◆ PROBLEM REQUIREMENTS ◆
Swap "component" for "module" throughout the lines below and give them again with everything else unchanged, leaving the pictures out.

---+---

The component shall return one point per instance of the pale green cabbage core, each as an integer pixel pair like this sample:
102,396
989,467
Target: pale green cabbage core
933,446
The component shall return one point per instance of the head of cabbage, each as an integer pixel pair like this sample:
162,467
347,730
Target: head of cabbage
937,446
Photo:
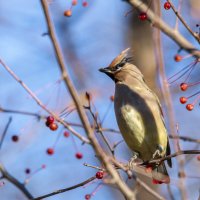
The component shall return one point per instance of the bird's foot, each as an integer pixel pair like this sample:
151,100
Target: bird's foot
158,152
135,160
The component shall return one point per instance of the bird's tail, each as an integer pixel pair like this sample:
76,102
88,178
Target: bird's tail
160,174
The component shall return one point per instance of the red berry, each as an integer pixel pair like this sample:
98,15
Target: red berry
66,134
27,171
183,100
50,119
50,151
47,123
43,166
99,174
85,4
79,155
74,2
87,196
154,181
53,126
148,169
178,58
68,13
184,86
112,98
142,16
189,107
15,138
167,5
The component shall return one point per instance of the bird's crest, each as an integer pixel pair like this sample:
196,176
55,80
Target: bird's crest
119,58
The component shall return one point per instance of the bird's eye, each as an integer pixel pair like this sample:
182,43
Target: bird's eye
120,65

---+---

◆ THE RESULT ◆
The module shall return one point per instance of the pale green cabbage core, each as an integer pixel pair like this sample:
102,396
989,467
Target: pale green cabbage core
933,446
The module shall return one point per instance of the head of cabbage, each as an integer pixel pair like this sample:
162,467
347,730
Target: head of cabbage
937,446
Photo:
The module shall return one point per instance of the bird's foot, each as an integer pixel pair like this sample:
151,100
Target: bird's foot
158,152
135,160
The module shall return one point per instance of the bird's tail, each as an integer pixel pair like this sample:
76,102
88,178
Target: bird's tail
160,174
The module shall return one point per instance of the red berry, each as an integer pixel pair like this sample:
98,15
Target: red berry
66,134
27,171
183,100
50,119
50,151
47,123
43,166
99,174
85,4
79,155
74,2
87,196
154,181
53,126
148,169
178,58
68,13
184,86
112,98
142,16
189,107
15,138
167,5
The module shall return one point per instance of the bird's crest, each as an integer pixel pair like this sample:
196,176
55,80
Target: bird's crest
119,58
The module shall return one point per instance of the bird's eye, each as an integer pixel pair like this sample:
182,43
Target: bird's eye
120,65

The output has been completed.